### Data shown
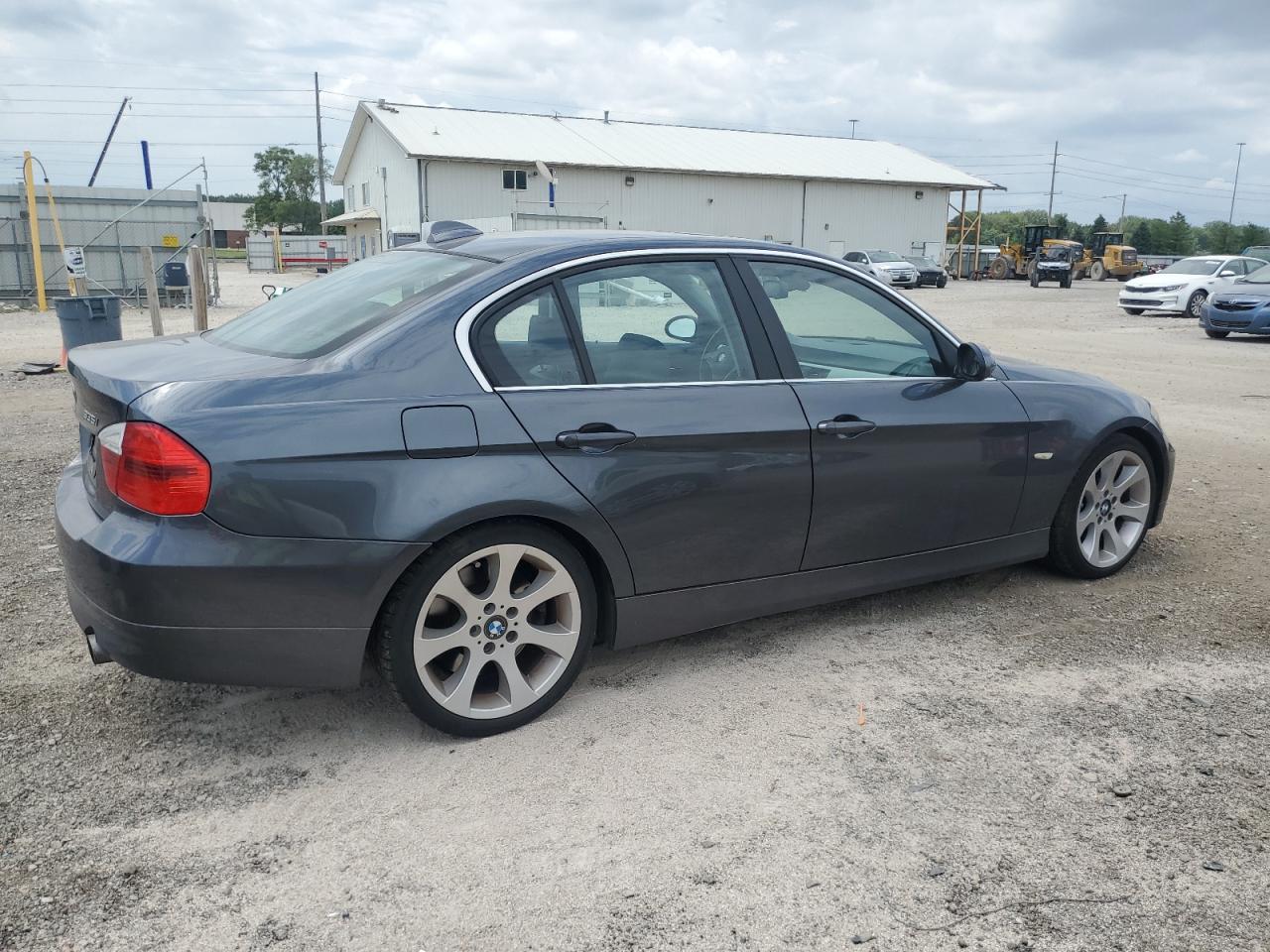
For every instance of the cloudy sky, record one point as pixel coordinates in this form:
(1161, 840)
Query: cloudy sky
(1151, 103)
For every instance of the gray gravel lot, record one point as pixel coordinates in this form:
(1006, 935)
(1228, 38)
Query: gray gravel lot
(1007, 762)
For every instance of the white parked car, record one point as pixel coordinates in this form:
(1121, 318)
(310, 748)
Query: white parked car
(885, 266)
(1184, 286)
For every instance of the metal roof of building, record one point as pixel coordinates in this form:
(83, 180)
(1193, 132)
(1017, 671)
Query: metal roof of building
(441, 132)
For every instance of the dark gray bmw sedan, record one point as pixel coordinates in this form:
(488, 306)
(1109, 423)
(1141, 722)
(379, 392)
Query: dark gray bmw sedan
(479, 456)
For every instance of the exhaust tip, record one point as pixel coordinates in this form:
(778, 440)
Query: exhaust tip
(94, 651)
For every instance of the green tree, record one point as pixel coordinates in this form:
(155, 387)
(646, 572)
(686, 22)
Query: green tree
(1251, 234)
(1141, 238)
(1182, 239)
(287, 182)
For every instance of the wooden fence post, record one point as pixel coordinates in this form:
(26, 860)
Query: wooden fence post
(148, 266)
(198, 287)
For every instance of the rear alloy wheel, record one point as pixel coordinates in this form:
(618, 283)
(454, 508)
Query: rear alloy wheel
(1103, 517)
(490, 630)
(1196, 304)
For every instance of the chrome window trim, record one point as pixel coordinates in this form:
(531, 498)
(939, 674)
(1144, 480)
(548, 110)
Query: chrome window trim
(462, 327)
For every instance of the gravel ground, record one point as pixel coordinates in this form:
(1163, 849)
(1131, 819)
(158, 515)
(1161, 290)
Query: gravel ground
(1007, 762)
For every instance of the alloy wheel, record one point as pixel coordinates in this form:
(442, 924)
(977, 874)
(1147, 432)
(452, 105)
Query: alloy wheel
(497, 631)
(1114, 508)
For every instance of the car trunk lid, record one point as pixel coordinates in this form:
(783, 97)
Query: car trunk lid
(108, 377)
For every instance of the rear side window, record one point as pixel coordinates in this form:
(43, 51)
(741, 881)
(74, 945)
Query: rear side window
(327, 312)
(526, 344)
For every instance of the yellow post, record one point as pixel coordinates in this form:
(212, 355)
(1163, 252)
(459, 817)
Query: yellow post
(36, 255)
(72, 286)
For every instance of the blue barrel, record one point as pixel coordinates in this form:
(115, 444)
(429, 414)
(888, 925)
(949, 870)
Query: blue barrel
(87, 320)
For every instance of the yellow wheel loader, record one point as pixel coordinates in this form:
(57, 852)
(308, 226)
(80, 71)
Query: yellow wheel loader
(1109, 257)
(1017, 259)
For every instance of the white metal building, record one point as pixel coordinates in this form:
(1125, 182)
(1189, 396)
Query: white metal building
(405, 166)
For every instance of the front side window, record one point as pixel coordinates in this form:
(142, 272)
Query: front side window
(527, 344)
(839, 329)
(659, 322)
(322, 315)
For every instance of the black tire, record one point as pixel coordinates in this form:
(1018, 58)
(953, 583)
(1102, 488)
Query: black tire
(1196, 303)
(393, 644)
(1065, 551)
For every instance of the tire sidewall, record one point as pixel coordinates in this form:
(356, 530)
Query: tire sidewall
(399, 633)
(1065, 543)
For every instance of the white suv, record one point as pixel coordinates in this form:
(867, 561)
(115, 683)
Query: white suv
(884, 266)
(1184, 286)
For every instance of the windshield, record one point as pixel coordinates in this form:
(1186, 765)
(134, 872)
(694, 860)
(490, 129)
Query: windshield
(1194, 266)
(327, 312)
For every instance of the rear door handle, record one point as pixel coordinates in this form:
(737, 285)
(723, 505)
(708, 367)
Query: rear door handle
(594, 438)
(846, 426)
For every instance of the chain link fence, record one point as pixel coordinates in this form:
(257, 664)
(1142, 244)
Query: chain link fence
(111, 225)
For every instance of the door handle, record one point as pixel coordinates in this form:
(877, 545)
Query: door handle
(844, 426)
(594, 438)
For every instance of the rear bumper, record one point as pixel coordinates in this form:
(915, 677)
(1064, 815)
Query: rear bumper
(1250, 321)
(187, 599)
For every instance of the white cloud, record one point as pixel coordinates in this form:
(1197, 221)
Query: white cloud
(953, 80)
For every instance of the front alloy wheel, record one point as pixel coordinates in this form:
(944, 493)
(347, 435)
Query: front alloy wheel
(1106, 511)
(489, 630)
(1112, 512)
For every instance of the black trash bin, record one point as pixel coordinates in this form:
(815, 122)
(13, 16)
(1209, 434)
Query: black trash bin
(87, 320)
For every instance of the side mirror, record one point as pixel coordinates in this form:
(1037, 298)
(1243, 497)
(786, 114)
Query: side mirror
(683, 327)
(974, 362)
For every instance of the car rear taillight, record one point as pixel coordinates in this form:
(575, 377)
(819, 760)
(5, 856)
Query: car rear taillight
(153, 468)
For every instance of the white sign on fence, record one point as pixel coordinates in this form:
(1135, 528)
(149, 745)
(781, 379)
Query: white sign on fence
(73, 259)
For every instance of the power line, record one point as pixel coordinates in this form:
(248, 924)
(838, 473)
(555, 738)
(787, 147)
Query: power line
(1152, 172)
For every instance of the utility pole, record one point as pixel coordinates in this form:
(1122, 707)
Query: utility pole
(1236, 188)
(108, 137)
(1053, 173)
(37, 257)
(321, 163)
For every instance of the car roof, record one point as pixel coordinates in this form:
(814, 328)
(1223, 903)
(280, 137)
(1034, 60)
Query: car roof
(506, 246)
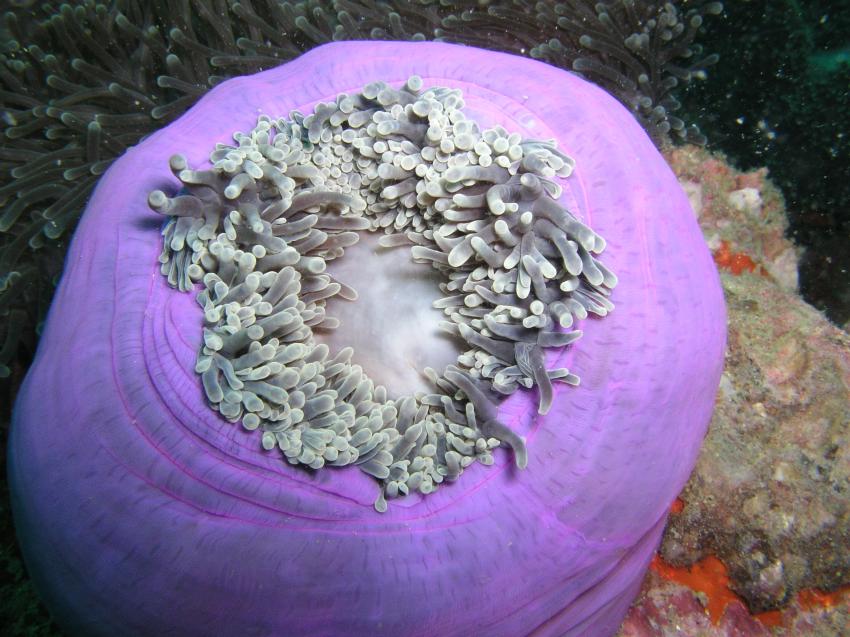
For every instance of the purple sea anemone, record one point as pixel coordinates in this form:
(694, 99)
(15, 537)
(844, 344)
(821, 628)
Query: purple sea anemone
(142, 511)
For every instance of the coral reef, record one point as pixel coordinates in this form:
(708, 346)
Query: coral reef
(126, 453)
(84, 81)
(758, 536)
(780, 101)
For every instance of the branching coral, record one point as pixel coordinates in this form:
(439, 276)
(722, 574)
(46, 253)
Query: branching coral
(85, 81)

==

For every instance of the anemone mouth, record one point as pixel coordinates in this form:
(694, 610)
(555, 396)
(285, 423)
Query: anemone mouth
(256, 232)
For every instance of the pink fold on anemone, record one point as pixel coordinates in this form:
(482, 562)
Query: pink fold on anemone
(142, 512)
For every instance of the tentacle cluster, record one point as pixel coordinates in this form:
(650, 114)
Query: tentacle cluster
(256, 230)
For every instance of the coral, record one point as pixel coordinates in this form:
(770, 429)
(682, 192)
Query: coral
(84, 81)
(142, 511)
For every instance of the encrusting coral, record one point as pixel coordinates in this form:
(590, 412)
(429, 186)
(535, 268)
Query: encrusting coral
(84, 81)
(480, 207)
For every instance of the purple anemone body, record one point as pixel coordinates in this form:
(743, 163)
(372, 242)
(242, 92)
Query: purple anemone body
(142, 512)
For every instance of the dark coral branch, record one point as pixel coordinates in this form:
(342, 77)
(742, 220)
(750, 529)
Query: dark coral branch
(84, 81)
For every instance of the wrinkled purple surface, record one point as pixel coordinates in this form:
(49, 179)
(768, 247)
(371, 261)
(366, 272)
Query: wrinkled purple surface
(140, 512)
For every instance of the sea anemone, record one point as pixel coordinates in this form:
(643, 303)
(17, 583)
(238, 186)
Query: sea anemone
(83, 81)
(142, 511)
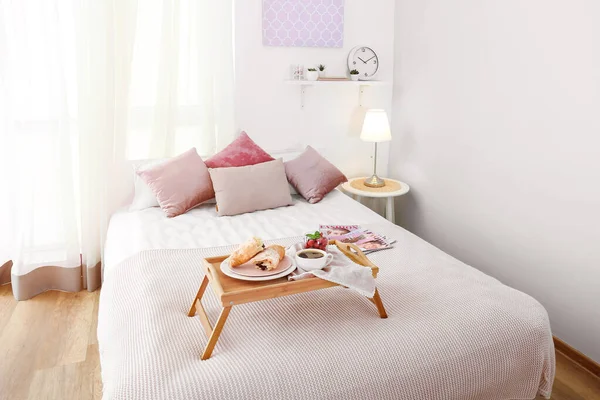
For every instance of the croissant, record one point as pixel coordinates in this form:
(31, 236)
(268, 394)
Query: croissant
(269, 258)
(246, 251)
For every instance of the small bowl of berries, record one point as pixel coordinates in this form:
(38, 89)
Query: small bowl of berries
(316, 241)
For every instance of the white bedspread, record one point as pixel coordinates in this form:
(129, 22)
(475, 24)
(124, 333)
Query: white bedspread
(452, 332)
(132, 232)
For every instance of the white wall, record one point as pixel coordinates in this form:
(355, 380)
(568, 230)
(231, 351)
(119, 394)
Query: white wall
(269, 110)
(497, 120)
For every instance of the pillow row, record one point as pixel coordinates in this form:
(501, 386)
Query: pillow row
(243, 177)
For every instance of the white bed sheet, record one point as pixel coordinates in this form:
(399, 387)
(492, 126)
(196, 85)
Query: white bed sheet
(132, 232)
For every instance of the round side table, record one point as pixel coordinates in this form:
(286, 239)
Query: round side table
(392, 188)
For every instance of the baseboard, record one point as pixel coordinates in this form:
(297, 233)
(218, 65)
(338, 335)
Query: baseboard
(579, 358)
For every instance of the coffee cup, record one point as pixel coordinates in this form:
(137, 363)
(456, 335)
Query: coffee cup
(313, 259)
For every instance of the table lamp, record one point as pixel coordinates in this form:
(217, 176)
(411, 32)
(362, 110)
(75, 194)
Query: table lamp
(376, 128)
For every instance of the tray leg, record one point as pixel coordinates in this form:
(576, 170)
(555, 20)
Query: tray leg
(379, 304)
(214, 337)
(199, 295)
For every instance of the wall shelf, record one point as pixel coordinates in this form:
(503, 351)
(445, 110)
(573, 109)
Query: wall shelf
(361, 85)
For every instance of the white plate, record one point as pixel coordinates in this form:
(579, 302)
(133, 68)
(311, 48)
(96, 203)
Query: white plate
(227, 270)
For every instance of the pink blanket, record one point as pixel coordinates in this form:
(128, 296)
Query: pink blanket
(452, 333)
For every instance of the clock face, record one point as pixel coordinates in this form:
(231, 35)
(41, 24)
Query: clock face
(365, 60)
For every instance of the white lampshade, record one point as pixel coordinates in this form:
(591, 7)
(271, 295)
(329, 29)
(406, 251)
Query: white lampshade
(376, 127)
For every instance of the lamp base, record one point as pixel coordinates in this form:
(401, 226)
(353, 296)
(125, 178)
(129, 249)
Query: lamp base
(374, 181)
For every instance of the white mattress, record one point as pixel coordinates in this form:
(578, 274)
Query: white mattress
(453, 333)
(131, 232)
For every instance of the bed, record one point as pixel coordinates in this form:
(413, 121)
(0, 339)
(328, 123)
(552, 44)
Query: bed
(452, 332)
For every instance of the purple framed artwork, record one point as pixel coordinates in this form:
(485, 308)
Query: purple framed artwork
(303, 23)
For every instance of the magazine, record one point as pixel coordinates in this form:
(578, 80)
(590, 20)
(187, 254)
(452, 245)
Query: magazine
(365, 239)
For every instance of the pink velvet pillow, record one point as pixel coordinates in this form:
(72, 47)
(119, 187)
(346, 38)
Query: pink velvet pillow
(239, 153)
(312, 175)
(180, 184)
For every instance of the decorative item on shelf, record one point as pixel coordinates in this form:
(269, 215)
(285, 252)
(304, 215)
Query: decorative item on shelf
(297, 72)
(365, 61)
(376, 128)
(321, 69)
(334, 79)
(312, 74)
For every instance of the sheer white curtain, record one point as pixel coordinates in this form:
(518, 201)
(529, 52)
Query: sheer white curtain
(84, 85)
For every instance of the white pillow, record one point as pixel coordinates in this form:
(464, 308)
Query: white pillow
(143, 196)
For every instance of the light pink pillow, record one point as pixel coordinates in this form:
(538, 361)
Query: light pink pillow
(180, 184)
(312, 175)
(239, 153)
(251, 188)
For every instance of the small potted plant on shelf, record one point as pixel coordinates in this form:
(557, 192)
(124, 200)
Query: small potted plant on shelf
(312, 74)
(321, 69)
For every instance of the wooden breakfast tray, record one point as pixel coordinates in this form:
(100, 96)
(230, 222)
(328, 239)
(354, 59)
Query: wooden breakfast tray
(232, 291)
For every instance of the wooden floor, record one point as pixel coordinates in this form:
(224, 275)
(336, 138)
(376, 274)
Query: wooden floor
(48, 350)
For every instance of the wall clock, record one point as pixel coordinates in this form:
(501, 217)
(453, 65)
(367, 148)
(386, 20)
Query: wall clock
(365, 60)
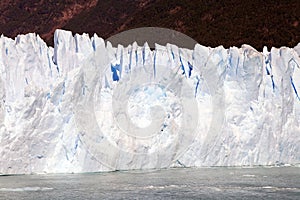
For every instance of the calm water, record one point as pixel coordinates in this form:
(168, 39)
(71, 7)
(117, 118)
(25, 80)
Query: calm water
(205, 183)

...

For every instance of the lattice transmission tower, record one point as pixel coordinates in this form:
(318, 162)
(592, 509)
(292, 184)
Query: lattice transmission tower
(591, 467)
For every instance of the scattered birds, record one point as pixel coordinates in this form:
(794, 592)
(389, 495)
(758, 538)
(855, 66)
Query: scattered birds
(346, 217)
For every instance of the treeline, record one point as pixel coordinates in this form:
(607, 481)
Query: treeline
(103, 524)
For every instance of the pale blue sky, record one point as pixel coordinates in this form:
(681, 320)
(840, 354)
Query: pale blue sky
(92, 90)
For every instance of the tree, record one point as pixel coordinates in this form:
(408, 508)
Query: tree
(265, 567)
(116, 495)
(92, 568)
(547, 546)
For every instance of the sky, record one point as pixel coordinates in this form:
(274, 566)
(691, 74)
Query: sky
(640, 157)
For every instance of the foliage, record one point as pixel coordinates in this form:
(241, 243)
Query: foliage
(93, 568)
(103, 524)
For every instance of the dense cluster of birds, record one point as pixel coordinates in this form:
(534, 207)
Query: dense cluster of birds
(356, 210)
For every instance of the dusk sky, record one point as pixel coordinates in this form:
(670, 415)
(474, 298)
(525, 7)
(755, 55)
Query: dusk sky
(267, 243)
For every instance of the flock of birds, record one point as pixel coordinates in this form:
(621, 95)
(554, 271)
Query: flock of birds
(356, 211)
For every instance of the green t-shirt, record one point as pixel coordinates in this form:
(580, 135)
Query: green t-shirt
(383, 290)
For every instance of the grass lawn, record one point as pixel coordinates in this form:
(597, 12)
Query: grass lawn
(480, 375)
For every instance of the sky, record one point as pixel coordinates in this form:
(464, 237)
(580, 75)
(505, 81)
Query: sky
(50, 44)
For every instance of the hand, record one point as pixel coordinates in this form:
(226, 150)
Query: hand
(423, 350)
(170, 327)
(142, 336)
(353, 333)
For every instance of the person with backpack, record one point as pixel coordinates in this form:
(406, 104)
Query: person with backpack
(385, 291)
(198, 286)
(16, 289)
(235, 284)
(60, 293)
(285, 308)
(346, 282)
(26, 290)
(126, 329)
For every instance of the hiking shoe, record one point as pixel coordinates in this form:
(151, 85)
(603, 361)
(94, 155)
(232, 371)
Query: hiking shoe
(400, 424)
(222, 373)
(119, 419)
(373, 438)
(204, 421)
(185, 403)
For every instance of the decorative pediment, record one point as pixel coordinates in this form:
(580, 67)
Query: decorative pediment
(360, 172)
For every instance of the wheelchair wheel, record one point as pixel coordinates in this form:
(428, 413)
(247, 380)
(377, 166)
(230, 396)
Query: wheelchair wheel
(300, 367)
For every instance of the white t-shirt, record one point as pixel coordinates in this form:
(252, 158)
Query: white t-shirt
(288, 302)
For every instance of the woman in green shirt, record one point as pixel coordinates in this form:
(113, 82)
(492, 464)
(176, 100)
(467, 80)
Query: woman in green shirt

### About this task
Among the lines above, count those containing the string "woman"; please give the count alone.

### Solution below
2